§ 指示 A
次の(i)〜(iii)がワンドのエースを解説した文章の内容と一致するかを判定し、それぞれ「はい」か「いいえ」で答え、判断の決め手となる本文の言葉を一字一句違えずに引用してください。(i) ワンドのエースは、活動の結果を目的とするカードだとされている。(ii) ワンドのエースは、大アルカナ「愚者」よりも衝動的で物質的な欲求が出発点にあるとされている。(iii) HEXAGRAM展開の「過去・原因」では、恋愛の場合、感情の温度差が激しく欲求不満気味であるとされている。

§ 提示文
»»

ワンドのエースは活動・行動を示し、「目的ははっきりしないが何かをやりたい」という欲求を表しています。マンネリの打破、退屈への恐れを「何か」で破壊したいという力に溢れていることが読み取れるカードです。しかし、具体性はなく「やってから考える」「活動していくうちにゴールが見えてくるだろう」という状況を期待している状態をも示唆することから、大アルカナ「愚者」の無軌道さに共通する部分もありますが、ワンドのエースはもっと衝動的で物質的な欲求が出発点にあります。活動の結果を目的とするのではなく、活動そのものが目的となるカードだといえるでしょう。

HEXAGRAM展開時における意味

①過去・原因
あれこれと欲張りすぎて、具体的に何をやりたいのかが形になっていない。また、タイミングを失っているにも関わらず、強引に物事を推し進めようとしている。過去の相続・家督問題、また責任を回されたり、やりたくない役割を押し付けられたりしている可能性も。仕事であれば、一人で突っ走り、空回りしていることが問題になっている。恋愛であれば、感情の温度差が激しく欲求不満気味である。

««

§ データ行
»»

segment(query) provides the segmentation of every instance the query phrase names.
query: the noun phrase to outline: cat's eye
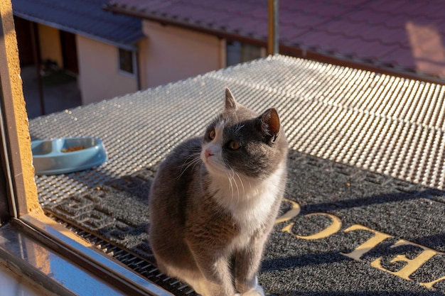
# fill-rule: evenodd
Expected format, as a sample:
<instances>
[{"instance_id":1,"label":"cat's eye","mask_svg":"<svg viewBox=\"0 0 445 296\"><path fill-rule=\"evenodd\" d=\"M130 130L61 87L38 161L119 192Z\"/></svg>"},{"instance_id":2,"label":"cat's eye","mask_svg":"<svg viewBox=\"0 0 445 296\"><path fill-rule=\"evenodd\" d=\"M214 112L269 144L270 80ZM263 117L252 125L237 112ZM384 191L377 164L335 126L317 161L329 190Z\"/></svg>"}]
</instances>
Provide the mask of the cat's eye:
<instances>
[{"instance_id":1,"label":"cat's eye","mask_svg":"<svg viewBox=\"0 0 445 296\"><path fill-rule=\"evenodd\" d=\"M238 150L240 149L240 143L236 141L231 141L229 142L227 147L229 147L230 150Z\"/></svg>"},{"instance_id":2,"label":"cat's eye","mask_svg":"<svg viewBox=\"0 0 445 296\"><path fill-rule=\"evenodd\" d=\"M216 132L215 131L214 129L211 130L210 132L208 133L208 138L210 140L213 140L215 136L216 136Z\"/></svg>"}]
</instances>

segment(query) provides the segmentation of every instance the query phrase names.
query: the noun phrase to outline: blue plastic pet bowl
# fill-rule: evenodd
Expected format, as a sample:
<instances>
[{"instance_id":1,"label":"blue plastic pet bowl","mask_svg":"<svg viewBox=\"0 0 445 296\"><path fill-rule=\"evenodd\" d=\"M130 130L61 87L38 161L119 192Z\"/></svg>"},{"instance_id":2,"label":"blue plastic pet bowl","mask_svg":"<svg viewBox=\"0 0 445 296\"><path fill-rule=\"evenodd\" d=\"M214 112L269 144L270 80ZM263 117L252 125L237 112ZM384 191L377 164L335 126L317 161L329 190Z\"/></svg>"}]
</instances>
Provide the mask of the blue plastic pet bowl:
<instances>
[{"instance_id":1,"label":"blue plastic pet bowl","mask_svg":"<svg viewBox=\"0 0 445 296\"><path fill-rule=\"evenodd\" d=\"M58 175L87 170L108 160L97 138L61 138L31 142L36 175Z\"/></svg>"}]
</instances>

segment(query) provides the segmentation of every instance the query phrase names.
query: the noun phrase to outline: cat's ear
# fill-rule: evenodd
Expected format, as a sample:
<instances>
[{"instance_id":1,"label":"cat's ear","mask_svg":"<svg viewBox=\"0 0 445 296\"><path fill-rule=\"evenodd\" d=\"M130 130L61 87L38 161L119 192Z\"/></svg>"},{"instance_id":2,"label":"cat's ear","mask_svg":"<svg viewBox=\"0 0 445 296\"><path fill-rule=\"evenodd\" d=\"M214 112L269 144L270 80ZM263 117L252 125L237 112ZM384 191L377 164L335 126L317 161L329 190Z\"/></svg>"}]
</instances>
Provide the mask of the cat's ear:
<instances>
[{"instance_id":1,"label":"cat's ear","mask_svg":"<svg viewBox=\"0 0 445 296\"><path fill-rule=\"evenodd\" d=\"M269 137L272 141L277 140L279 134L279 117L274 108L271 108L258 118L262 132Z\"/></svg>"},{"instance_id":2,"label":"cat's ear","mask_svg":"<svg viewBox=\"0 0 445 296\"><path fill-rule=\"evenodd\" d=\"M235 110L237 109L237 102L228 87L225 88L225 109Z\"/></svg>"}]
</instances>

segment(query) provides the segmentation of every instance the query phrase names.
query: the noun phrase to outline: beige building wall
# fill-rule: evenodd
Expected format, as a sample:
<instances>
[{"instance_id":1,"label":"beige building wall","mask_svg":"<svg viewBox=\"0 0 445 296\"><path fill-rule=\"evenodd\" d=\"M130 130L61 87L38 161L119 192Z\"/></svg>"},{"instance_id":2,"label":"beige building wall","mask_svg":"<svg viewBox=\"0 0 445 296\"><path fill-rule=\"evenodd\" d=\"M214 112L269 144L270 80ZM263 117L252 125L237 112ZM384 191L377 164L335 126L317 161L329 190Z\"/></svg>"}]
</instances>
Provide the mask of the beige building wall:
<instances>
[{"instance_id":1,"label":"beige building wall","mask_svg":"<svg viewBox=\"0 0 445 296\"><path fill-rule=\"evenodd\" d=\"M225 65L224 42L216 36L144 21L140 43L142 89L183 80Z\"/></svg>"},{"instance_id":2,"label":"beige building wall","mask_svg":"<svg viewBox=\"0 0 445 296\"><path fill-rule=\"evenodd\" d=\"M42 60L50 59L57 62L59 67L63 67L59 30L41 24L38 24L38 28Z\"/></svg>"},{"instance_id":3,"label":"beige building wall","mask_svg":"<svg viewBox=\"0 0 445 296\"><path fill-rule=\"evenodd\" d=\"M107 43L76 35L79 87L82 104L137 91L136 75L119 68L119 49Z\"/></svg>"}]
</instances>

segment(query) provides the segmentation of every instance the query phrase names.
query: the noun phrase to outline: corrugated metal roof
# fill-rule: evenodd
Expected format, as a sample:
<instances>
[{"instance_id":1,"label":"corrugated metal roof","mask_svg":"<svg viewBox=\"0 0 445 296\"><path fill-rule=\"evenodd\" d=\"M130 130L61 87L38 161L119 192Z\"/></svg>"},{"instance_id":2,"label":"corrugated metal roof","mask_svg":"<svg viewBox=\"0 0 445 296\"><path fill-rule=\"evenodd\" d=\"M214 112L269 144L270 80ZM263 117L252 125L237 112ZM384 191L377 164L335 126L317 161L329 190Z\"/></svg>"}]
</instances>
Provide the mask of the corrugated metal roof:
<instances>
[{"instance_id":1,"label":"corrugated metal roof","mask_svg":"<svg viewBox=\"0 0 445 296\"><path fill-rule=\"evenodd\" d=\"M279 0L280 45L445 79L445 1ZM265 42L266 0L109 0L108 9Z\"/></svg>"},{"instance_id":2,"label":"corrugated metal roof","mask_svg":"<svg viewBox=\"0 0 445 296\"><path fill-rule=\"evenodd\" d=\"M12 0L15 16L127 48L144 37L141 21L102 9L106 0Z\"/></svg>"}]
</instances>

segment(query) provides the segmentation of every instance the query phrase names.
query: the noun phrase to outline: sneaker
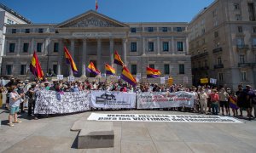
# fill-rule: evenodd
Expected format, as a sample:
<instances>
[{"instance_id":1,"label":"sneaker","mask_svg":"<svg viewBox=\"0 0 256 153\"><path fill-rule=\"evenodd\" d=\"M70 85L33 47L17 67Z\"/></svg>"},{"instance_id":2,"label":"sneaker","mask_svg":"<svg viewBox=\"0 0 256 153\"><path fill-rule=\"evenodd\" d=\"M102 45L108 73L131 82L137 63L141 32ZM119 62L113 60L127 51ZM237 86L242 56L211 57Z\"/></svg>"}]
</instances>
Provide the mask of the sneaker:
<instances>
[{"instance_id":1,"label":"sneaker","mask_svg":"<svg viewBox=\"0 0 256 153\"><path fill-rule=\"evenodd\" d=\"M16 121L14 123L20 123L20 122L22 122L21 121Z\"/></svg>"},{"instance_id":2,"label":"sneaker","mask_svg":"<svg viewBox=\"0 0 256 153\"><path fill-rule=\"evenodd\" d=\"M14 127L14 126L15 126L15 124L12 123L12 122L9 122L8 125L9 125L9 127Z\"/></svg>"}]
</instances>

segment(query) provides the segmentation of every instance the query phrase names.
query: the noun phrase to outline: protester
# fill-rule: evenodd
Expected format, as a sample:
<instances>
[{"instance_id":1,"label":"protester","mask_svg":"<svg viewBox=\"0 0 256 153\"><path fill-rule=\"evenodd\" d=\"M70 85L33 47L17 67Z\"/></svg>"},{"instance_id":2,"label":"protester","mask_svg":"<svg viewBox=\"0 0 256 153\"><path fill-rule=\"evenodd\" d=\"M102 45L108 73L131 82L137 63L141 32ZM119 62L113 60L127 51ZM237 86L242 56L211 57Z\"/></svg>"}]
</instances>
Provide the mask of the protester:
<instances>
[{"instance_id":1,"label":"protester","mask_svg":"<svg viewBox=\"0 0 256 153\"><path fill-rule=\"evenodd\" d=\"M10 127L15 125L12 122L12 118L14 117L14 123L20 123L21 121L18 121L19 106L21 96L17 93L17 88L15 85L10 87L11 93L9 94L9 123Z\"/></svg>"},{"instance_id":2,"label":"protester","mask_svg":"<svg viewBox=\"0 0 256 153\"><path fill-rule=\"evenodd\" d=\"M222 88L220 89L220 92L218 93L218 96L219 96L219 105L221 108L222 115L224 116L224 107L226 110L226 115L230 116L229 103L228 103L230 95L225 91L224 88Z\"/></svg>"}]
</instances>

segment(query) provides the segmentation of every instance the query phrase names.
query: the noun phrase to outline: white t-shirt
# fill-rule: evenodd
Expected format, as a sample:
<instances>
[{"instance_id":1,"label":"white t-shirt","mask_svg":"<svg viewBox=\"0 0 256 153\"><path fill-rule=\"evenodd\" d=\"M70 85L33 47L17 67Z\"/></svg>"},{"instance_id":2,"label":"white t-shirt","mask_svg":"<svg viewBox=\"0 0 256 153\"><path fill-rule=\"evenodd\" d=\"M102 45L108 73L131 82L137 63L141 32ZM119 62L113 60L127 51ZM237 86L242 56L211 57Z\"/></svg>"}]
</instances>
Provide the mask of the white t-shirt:
<instances>
[{"instance_id":1,"label":"white t-shirt","mask_svg":"<svg viewBox=\"0 0 256 153\"><path fill-rule=\"evenodd\" d=\"M18 93L14 93L14 92L11 92L10 94L9 94L9 106L11 106L11 107L17 107L17 106L20 106L20 99L18 99L16 101L15 101L14 99L13 99L13 98L18 98L19 97L19 94L18 94Z\"/></svg>"}]
</instances>

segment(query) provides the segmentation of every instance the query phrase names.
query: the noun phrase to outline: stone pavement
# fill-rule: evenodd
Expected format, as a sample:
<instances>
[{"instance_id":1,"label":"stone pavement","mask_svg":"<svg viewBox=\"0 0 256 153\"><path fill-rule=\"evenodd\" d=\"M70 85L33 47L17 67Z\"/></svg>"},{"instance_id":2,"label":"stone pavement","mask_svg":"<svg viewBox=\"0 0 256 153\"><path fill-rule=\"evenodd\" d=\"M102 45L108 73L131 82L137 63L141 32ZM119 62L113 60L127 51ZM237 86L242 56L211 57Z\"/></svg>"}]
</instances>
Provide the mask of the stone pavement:
<instances>
[{"instance_id":1,"label":"stone pavement","mask_svg":"<svg viewBox=\"0 0 256 153\"><path fill-rule=\"evenodd\" d=\"M96 112L189 115L165 110ZM76 149L78 132L70 128L90 113L39 120L28 120L25 114L20 116L22 123L10 128L6 125L8 113L0 110L0 152L256 152L256 120L241 120L242 124L113 122L113 148Z\"/></svg>"}]
</instances>

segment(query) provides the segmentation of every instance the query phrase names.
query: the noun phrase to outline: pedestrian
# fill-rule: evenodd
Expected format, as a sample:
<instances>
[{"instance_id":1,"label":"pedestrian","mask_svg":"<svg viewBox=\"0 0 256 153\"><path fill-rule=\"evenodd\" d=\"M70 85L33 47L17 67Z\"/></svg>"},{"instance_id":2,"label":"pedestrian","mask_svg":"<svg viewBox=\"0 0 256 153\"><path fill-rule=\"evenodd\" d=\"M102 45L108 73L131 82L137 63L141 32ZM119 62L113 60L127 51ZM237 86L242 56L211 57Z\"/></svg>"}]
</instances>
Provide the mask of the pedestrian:
<instances>
[{"instance_id":1,"label":"pedestrian","mask_svg":"<svg viewBox=\"0 0 256 153\"><path fill-rule=\"evenodd\" d=\"M18 121L19 106L21 97L17 93L17 88L15 85L10 87L11 93L9 94L9 123L10 127L15 125L12 122L12 118L14 117L14 123L20 123L21 121Z\"/></svg>"},{"instance_id":2,"label":"pedestrian","mask_svg":"<svg viewBox=\"0 0 256 153\"><path fill-rule=\"evenodd\" d=\"M211 100L212 100L212 114L218 115L219 97L218 97L218 94L217 94L216 89L213 89L212 93L211 94Z\"/></svg>"}]
</instances>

««

§ 指示 B
上の行のうち、文字列「plastic」を含むものをすべて特定し、そのまま書き写してください。大文字と小文字は区別します。

§ 最終結果 A
(i) いいえ。「活動の結果を目的とするのではなく、活動そのものが目的となるカードだといえるでしょう。」
(ii) はい。「ワンドのエースはもっと衝動的で物質的な欲求が出発点にあります。」
(iii) はい。「恋愛であれば、感情の温度差が激しく欲求不満気味である。」

§ 最終結果 B
query: the noun phrase to outline: blue plastic pet bowl
[{"instance_id":1,"label":"blue plastic pet bowl","mask_svg":"<svg viewBox=\"0 0 445 296\"><path fill-rule=\"evenodd\" d=\"M130 130L61 87L38 161L119 192Z\"/></svg>"},{"instance_id":2,"label":"blue plastic pet bowl","mask_svg":"<svg viewBox=\"0 0 445 296\"><path fill-rule=\"evenodd\" d=\"M214 112L269 144L270 80ZM263 117L252 125L237 112ZM384 191L377 164L335 126L317 161L329 190Z\"/></svg>"}]
Provide the mask of the blue plastic pet bowl:
[{"instance_id":1,"label":"blue plastic pet bowl","mask_svg":"<svg viewBox=\"0 0 445 296\"><path fill-rule=\"evenodd\" d=\"M58 175L87 170L108 160L97 138L61 138L31 142L36 175Z\"/></svg>"}]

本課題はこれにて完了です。